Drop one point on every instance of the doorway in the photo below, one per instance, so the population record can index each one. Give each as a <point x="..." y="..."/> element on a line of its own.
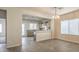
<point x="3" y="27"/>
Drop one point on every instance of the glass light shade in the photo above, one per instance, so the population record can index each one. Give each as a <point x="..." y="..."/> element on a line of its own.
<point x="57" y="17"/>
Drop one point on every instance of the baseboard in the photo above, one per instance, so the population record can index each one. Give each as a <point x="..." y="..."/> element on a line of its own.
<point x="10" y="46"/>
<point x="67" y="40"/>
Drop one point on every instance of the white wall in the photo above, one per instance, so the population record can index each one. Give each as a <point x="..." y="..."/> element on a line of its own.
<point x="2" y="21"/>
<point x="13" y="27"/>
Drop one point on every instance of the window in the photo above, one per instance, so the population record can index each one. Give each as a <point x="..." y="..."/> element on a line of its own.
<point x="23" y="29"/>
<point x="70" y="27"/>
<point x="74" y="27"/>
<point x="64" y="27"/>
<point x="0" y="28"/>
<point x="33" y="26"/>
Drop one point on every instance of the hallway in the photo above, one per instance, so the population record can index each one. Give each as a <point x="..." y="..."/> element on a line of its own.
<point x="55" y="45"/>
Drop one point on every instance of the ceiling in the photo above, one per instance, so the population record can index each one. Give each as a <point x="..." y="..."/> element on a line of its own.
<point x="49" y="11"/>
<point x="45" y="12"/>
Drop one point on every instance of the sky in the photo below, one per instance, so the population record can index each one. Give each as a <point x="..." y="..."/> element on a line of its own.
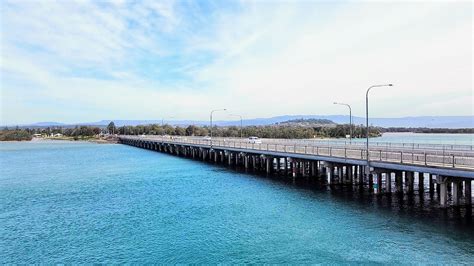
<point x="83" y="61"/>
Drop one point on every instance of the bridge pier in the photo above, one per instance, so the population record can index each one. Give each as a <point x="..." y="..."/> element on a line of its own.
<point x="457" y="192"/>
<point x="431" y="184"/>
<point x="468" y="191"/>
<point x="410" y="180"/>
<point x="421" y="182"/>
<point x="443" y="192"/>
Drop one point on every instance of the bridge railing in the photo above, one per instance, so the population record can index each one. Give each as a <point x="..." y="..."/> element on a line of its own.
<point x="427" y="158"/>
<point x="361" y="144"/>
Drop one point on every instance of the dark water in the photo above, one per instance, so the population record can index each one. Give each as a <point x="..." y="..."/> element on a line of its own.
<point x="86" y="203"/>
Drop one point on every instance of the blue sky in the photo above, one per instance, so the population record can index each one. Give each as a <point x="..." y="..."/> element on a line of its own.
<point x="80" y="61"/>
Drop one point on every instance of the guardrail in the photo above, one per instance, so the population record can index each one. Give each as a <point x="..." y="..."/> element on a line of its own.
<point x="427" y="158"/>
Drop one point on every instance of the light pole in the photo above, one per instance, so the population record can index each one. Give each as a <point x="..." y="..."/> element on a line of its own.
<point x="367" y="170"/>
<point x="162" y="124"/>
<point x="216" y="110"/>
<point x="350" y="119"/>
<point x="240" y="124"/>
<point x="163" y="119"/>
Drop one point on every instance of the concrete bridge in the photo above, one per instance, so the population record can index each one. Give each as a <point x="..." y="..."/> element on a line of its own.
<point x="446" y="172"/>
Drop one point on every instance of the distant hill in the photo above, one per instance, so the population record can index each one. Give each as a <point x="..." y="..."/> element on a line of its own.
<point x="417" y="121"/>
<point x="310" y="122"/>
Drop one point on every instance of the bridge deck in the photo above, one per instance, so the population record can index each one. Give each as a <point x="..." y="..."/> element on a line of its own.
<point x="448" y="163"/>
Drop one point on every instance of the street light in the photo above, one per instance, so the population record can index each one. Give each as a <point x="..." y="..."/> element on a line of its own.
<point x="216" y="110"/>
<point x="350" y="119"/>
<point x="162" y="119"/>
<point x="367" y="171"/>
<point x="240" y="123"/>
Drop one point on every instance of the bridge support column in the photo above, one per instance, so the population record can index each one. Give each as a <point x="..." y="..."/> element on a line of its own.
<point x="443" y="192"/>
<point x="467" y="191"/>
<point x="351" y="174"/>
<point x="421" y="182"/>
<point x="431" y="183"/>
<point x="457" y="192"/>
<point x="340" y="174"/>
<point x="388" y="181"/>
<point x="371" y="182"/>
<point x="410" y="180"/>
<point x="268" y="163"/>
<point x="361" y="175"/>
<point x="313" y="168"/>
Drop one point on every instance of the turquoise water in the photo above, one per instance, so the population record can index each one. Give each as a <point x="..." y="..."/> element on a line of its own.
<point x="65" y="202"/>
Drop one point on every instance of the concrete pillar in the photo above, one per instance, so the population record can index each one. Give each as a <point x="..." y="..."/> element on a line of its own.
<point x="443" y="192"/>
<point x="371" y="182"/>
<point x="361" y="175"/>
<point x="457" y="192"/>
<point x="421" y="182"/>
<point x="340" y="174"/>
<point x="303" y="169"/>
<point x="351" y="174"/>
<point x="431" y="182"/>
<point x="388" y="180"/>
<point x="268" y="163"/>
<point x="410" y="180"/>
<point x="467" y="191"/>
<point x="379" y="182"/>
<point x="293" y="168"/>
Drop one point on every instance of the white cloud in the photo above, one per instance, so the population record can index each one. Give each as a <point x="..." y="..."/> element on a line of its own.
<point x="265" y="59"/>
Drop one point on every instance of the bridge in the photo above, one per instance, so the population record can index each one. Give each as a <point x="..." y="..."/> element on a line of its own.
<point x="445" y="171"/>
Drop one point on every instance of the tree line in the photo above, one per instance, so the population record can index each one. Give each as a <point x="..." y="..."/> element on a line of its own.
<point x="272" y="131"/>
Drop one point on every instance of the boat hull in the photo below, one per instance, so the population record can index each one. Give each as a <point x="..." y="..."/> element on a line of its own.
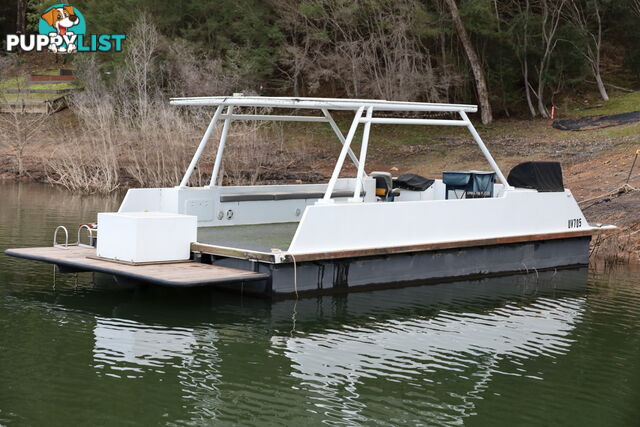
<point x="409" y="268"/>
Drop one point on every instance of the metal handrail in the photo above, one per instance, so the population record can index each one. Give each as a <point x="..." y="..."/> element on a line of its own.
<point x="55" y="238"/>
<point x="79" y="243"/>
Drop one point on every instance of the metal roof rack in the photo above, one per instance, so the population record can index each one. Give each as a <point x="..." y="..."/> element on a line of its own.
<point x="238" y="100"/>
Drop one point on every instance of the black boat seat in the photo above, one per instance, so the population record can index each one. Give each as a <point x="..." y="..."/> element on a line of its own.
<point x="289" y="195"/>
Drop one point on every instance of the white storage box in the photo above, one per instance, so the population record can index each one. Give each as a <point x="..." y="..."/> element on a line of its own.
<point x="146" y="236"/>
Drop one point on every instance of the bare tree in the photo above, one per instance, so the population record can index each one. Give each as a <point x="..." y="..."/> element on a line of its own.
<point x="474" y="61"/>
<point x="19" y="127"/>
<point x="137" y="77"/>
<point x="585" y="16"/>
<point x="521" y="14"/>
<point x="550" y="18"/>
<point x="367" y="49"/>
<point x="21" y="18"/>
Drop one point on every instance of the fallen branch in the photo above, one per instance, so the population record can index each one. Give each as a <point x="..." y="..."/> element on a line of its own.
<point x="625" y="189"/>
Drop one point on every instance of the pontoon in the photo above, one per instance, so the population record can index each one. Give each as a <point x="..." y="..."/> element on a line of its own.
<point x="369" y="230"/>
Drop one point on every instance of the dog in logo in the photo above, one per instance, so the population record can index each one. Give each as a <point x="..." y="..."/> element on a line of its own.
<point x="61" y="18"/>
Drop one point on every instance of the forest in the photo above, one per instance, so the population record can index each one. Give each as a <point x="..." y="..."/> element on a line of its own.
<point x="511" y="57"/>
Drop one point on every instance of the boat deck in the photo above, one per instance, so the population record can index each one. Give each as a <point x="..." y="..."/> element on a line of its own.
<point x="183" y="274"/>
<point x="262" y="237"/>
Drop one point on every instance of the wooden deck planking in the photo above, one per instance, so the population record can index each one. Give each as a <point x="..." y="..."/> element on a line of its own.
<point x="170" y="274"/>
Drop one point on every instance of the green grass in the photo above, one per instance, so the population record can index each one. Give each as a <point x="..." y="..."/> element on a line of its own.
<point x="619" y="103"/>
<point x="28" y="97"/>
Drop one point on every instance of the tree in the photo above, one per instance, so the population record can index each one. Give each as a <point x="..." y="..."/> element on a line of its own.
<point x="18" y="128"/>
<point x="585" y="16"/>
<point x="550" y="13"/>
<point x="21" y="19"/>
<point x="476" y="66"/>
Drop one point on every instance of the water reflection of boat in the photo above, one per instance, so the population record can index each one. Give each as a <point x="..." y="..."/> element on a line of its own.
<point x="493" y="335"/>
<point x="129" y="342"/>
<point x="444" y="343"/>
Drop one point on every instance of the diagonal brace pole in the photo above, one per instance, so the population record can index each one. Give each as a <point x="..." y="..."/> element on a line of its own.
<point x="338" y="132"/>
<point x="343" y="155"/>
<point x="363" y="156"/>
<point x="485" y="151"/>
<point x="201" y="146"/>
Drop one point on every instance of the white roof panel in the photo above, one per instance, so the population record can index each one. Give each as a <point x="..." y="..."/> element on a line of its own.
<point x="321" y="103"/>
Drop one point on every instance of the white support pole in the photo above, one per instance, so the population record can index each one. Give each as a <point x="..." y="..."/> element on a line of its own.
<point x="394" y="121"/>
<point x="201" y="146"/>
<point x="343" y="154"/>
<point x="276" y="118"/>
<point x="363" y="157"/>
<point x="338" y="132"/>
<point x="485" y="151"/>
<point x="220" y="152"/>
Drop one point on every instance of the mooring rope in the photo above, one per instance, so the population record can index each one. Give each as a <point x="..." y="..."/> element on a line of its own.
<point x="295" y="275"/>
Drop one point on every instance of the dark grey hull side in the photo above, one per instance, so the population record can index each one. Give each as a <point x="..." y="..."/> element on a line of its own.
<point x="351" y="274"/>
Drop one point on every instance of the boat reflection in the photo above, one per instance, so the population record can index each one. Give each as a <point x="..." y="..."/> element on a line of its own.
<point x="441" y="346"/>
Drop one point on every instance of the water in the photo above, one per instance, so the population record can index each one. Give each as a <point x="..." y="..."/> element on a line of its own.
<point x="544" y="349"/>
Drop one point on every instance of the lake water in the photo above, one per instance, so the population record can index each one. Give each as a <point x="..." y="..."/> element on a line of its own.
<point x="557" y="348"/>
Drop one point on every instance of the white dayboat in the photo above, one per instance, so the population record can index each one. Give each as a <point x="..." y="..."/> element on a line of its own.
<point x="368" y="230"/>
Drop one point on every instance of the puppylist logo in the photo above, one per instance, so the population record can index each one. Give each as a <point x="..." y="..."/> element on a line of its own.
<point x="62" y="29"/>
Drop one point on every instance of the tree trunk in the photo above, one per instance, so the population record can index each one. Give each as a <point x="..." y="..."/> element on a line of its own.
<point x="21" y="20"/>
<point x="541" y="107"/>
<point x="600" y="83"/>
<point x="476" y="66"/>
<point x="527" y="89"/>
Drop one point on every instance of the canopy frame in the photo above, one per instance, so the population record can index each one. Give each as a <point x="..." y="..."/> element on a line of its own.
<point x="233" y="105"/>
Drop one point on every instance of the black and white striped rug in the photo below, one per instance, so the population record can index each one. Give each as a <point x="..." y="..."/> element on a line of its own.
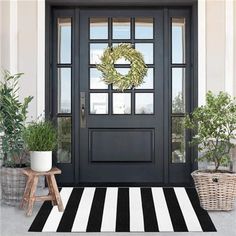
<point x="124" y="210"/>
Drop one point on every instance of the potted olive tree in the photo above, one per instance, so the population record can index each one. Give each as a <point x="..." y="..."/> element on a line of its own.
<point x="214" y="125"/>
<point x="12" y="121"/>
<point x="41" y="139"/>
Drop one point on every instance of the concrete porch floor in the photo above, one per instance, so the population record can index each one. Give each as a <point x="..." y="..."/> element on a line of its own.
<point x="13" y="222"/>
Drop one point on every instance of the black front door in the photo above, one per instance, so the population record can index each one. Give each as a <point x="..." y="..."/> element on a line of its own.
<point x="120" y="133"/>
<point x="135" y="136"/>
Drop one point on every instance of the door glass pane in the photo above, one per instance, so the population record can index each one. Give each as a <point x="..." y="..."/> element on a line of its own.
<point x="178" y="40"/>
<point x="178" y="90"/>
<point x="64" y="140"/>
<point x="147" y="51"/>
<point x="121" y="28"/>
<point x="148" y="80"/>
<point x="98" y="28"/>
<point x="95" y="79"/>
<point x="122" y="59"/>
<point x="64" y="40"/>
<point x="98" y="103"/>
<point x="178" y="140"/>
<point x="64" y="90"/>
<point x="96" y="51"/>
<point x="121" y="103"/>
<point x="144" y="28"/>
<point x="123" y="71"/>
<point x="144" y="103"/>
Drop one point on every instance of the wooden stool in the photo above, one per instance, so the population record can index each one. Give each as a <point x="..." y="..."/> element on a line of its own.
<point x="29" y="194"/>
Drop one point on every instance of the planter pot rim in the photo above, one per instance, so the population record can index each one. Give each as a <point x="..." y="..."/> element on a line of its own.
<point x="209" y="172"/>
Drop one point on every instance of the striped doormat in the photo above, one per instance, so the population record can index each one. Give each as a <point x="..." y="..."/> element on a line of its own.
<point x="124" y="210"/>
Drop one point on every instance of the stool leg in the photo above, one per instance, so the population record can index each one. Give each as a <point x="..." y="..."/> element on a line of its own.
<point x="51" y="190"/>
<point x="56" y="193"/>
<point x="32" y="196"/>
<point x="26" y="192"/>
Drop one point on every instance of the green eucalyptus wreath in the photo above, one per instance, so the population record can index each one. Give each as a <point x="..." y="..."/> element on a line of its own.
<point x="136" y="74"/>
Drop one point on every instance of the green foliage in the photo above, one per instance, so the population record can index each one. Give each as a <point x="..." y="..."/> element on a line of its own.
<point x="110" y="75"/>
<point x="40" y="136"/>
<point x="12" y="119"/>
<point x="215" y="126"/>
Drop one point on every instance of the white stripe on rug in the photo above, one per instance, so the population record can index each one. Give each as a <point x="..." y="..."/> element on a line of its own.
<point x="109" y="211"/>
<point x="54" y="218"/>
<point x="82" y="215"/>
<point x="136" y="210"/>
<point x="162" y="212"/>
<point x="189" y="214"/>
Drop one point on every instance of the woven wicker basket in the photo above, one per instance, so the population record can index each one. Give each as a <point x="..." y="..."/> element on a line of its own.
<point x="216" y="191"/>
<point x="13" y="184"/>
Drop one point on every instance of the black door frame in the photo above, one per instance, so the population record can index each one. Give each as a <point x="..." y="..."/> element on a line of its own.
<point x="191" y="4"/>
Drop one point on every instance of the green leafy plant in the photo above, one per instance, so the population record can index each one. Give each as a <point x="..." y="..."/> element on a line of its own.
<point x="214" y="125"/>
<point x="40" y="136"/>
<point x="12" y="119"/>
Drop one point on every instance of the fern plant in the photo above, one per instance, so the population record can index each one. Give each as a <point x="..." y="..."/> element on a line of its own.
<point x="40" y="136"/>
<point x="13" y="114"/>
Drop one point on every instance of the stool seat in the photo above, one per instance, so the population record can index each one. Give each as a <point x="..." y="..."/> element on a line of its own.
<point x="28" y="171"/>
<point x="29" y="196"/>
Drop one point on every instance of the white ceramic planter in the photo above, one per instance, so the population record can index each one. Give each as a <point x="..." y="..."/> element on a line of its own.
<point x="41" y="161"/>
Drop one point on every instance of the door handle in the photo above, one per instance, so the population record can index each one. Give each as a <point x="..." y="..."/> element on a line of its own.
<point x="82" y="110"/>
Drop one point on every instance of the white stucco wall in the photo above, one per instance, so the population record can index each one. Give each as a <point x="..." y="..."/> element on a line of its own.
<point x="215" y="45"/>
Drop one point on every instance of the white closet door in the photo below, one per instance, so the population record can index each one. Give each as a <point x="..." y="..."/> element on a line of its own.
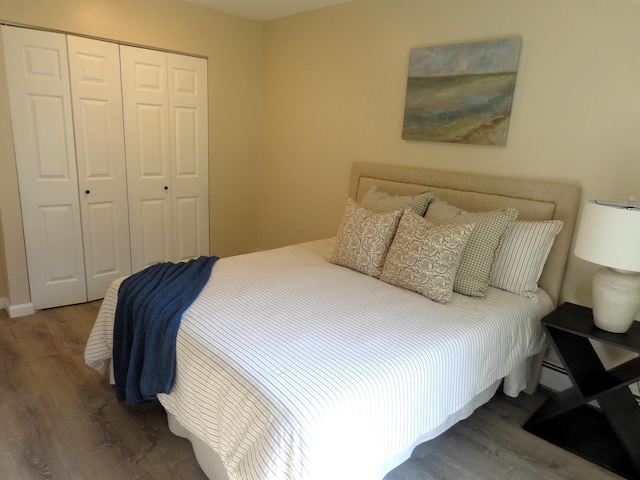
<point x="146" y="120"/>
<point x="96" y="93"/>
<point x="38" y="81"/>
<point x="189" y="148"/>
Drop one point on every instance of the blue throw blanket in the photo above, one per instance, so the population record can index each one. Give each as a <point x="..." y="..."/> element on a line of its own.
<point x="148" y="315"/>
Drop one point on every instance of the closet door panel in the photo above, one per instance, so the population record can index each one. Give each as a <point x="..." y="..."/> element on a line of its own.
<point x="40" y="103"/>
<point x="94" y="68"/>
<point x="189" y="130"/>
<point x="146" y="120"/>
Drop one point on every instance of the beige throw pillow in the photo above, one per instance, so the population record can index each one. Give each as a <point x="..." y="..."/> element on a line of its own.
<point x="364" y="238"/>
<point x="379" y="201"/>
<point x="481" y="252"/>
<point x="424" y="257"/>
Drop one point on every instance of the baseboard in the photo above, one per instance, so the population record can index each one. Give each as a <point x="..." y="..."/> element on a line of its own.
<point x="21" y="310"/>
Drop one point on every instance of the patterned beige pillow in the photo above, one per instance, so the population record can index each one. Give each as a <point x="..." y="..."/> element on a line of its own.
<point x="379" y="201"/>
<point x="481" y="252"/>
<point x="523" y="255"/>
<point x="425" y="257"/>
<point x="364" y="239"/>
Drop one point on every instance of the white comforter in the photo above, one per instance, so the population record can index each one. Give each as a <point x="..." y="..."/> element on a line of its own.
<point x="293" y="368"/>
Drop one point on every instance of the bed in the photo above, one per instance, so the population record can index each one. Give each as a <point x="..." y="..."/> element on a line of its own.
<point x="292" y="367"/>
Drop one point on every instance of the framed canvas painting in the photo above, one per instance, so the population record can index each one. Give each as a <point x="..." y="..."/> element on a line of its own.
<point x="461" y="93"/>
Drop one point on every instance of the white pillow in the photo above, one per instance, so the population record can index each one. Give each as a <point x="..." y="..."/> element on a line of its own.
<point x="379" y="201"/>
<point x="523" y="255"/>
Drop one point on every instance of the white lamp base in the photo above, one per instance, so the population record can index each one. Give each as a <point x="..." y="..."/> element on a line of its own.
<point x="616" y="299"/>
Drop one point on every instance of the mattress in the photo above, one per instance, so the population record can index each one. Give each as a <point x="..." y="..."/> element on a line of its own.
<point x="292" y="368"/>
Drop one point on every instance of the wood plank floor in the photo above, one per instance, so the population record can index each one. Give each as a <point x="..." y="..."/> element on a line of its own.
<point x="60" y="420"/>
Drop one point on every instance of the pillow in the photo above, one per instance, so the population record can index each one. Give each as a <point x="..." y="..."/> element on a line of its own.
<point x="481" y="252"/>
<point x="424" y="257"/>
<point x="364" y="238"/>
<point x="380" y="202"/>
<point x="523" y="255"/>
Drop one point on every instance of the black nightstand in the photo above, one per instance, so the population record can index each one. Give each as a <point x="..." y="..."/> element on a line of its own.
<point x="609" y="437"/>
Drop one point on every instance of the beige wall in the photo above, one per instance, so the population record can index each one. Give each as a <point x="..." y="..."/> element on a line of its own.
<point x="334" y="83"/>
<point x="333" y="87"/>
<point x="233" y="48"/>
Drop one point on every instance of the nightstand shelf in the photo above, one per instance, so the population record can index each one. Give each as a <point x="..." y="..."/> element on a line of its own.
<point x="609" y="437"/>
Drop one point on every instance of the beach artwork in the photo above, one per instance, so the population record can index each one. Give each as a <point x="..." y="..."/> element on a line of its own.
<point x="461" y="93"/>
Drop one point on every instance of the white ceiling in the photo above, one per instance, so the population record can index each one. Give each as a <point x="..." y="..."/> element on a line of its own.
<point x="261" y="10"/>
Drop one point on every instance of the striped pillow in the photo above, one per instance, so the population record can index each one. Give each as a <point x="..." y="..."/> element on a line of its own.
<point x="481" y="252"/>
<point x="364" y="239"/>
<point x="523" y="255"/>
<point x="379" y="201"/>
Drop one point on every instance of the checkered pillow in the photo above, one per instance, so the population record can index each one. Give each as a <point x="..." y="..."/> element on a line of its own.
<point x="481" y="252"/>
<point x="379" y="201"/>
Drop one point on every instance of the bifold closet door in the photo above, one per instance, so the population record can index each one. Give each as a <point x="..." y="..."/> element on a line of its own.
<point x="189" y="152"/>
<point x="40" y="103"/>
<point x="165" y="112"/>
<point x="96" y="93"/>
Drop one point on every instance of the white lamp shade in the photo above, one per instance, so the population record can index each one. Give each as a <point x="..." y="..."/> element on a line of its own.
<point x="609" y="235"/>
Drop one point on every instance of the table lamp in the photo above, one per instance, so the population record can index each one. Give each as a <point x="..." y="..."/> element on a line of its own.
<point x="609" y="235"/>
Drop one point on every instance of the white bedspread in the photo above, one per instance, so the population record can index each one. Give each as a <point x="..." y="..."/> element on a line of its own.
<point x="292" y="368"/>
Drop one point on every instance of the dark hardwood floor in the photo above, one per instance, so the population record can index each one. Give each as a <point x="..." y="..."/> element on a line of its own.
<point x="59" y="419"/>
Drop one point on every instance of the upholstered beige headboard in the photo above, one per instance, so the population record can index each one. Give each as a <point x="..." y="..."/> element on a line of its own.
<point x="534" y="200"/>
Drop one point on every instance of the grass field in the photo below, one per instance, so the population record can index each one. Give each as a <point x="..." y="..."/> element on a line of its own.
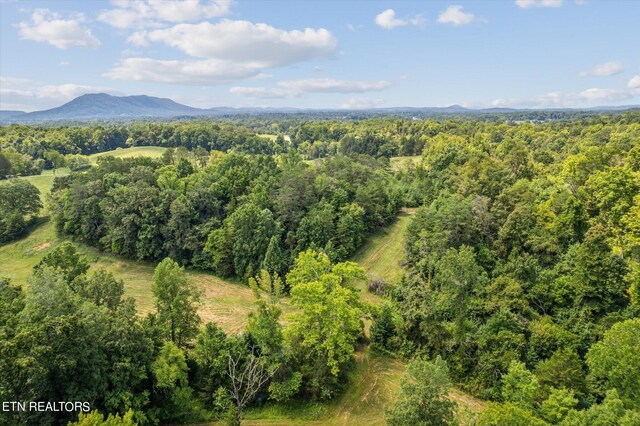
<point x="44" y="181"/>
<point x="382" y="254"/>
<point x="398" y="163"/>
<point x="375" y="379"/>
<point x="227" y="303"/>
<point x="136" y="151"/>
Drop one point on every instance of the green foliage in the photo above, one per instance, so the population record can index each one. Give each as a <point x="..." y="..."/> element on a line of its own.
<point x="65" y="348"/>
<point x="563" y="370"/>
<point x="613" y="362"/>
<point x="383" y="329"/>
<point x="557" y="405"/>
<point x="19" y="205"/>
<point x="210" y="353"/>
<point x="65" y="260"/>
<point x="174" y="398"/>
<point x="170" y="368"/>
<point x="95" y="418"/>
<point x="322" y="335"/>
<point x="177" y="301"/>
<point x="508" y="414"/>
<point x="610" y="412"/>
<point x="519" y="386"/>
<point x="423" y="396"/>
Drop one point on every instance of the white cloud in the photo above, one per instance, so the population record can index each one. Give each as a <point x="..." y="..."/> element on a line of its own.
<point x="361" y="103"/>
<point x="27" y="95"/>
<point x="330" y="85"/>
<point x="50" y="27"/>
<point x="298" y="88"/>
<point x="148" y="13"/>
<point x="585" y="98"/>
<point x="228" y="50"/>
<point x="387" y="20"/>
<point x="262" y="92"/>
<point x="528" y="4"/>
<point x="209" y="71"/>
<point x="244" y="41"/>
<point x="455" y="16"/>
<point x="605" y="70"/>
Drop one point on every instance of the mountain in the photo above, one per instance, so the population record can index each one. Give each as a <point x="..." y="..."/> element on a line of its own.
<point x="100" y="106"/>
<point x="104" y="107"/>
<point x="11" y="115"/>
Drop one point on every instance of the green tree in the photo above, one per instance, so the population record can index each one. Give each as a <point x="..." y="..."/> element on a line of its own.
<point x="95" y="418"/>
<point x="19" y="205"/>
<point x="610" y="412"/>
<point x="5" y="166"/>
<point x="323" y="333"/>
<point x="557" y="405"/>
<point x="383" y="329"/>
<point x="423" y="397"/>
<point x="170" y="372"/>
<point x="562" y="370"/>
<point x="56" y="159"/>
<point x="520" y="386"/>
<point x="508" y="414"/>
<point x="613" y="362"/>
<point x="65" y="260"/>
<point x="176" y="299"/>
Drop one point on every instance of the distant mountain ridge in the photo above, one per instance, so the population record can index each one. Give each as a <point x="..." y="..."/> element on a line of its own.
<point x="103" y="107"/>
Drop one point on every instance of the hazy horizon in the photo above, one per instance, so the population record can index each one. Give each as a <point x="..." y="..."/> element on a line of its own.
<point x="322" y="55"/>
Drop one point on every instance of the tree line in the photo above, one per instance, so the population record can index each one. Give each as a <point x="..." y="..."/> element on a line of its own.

WRITTEN REQUEST:
Return, unchanged, each line from the line containing "Drop one point on every instance of the mountain" through the last line of the material.

WRITTEN ANSWER:
Drop one point on every instance of the mountain in the photo above, one per instance, so the population record can index each one. Give each as a <point x="..." y="..."/> element on a line of its own.
<point x="100" y="106"/>
<point x="104" y="107"/>
<point x="11" y="115"/>
Drop one point on every instance of the green tree in the photo above, one per instance, so the population record can index each one. Give each as a <point x="..." y="..."/> element on a line of its own.
<point x="95" y="418"/>
<point x="19" y="205"/>
<point x="610" y="412"/>
<point x="5" y="166"/>
<point x="323" y="333"/>
<point x="557" y="405"/>
<point x="383" y="329"/>
<point x="423" y="397"/>
<point x="170" y="372"/>
<point x="562" y="370"/>
<point x="56" y="159"/>
<point x="520" y="386"/>
<point x="508" y="414"/>
<point x="613" y="362"/>
<point x="65" y="260"/>
<point x="176" y="299"/>
Drop one point on every instance of the distant mountain ridge in the photo above, one per instance, so the population record can index each one. Give each as a <point x="..." y="..."/> element on a line of its own.
<point x="103" y="107"/>
Drop one point on every instance of the hazy horizon in the photo above, one per instance, so the population record can index each one. Give each as a <point x="..." y="..."/> element on a line of its own.
<point x="322" y="55"/>
Drop one point on every instance of the tree line in the photo above, one per instance, so the population record can index each one. Give each as a <point x="..." y="..."/> element on a line of its own.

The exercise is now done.